Problem to work on: Copy out everything from the start of the listing below down to the line containing "point(187, 164)", leaving out the picture.

Available data:
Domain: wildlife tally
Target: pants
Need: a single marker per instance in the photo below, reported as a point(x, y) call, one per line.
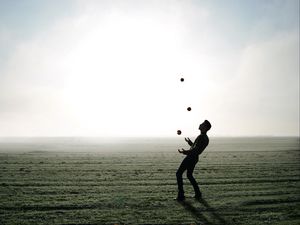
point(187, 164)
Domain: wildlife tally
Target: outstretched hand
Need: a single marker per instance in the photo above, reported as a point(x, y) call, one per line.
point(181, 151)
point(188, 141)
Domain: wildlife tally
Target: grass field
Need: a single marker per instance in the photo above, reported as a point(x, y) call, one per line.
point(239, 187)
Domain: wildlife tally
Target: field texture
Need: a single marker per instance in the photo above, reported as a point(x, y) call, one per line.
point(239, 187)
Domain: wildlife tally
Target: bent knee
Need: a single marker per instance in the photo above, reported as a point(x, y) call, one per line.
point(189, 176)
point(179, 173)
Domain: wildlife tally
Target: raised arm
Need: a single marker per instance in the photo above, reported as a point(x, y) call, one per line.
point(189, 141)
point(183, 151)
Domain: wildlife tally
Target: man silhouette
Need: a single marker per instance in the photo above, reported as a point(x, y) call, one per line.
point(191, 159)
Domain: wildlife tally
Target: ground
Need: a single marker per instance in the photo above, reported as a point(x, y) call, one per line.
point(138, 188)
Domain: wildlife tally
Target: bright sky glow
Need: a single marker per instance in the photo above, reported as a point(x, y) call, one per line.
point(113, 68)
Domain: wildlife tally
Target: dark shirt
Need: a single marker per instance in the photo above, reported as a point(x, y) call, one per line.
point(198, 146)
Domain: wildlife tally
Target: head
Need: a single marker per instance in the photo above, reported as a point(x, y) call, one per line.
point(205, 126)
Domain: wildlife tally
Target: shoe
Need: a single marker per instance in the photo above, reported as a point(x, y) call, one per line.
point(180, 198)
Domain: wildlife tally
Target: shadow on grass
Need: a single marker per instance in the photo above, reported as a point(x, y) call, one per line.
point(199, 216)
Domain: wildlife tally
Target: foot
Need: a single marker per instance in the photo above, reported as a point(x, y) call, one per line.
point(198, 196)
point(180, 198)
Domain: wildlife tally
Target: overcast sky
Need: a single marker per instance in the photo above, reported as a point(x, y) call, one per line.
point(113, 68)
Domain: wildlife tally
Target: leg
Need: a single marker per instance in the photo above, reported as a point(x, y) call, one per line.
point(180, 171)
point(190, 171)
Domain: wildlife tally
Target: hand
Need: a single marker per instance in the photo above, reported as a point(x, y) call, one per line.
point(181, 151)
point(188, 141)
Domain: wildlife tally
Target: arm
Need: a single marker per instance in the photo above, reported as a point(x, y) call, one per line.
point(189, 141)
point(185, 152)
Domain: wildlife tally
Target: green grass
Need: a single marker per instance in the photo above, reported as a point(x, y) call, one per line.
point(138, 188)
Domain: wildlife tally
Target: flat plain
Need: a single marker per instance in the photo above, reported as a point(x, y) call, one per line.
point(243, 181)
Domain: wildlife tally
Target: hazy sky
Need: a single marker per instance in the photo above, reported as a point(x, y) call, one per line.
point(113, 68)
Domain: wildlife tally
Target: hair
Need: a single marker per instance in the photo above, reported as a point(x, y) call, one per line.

Finished answer:
Domain: wildlife tally
Target: pants
Need: a single marker per instance in the photo below, reported as a point(x, y) call, one per line.
point(187, 164)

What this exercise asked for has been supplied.